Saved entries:
○ ○ ○ ○

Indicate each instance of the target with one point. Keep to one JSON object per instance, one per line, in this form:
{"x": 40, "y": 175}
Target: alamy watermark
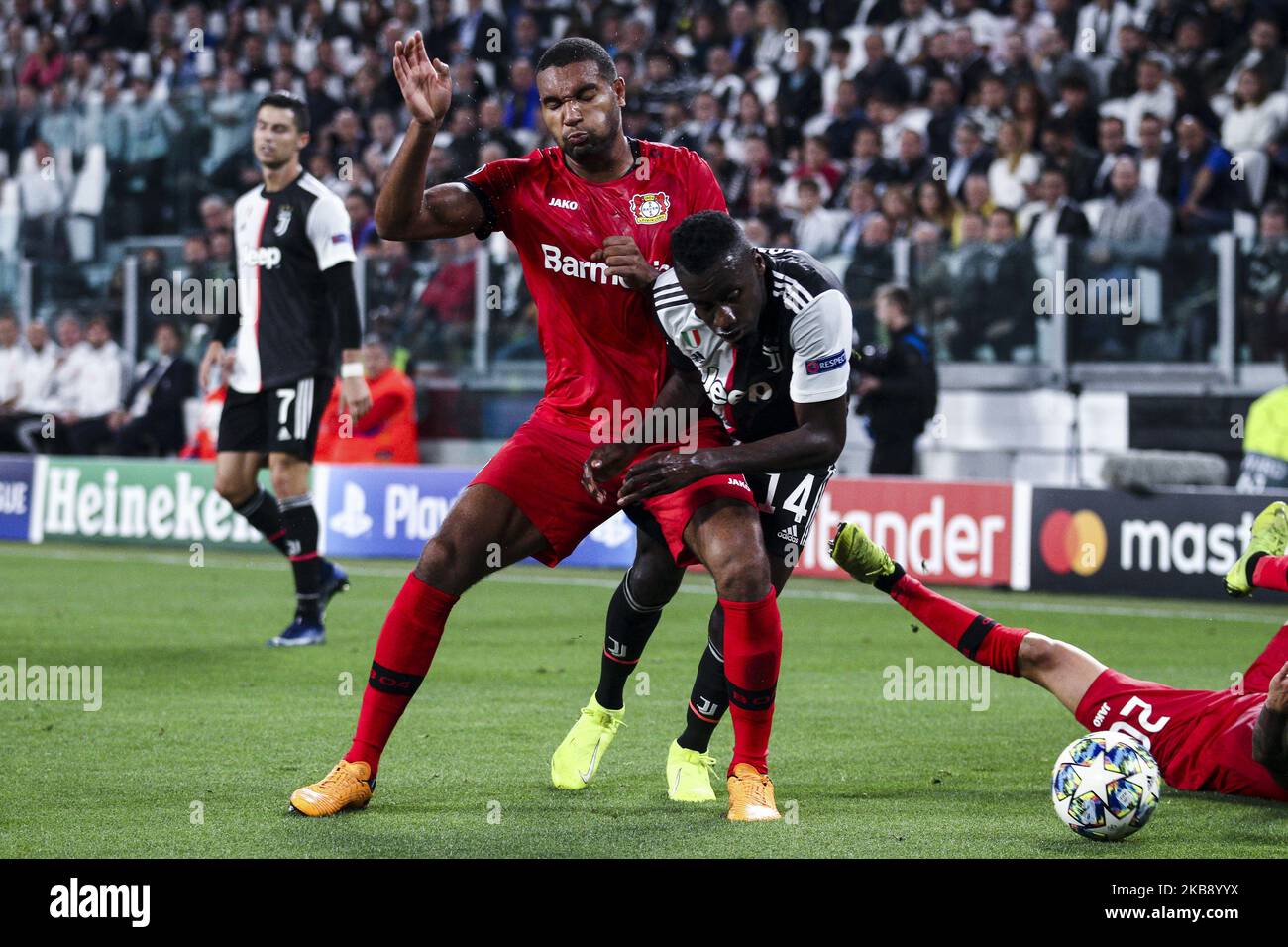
{"x": 649, "y": 425}
{"x": 913, "y": 682}
{"x": 59, "y": 684}
{"x": 1087, "y": 298}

○ ○ ○ ○

#### Given request:
Rewrite every line of the rows, requests included, shifting each x and y coordinate in the answer points by -139 but leaving the sample point in the request's format line as it is. Leave the pictures out.

#### Exercise answer:
Indicate each instance of the target with one point. Keep to one JSON object per instance, one per line, in this form:
{"x": 40, "y": 175}
Target: alamy watermark
{"x": 510, "y": 286}
{"x": 774, "y": 543}
{"x": -80, "y": 545}
{"x": 948, "y": 159}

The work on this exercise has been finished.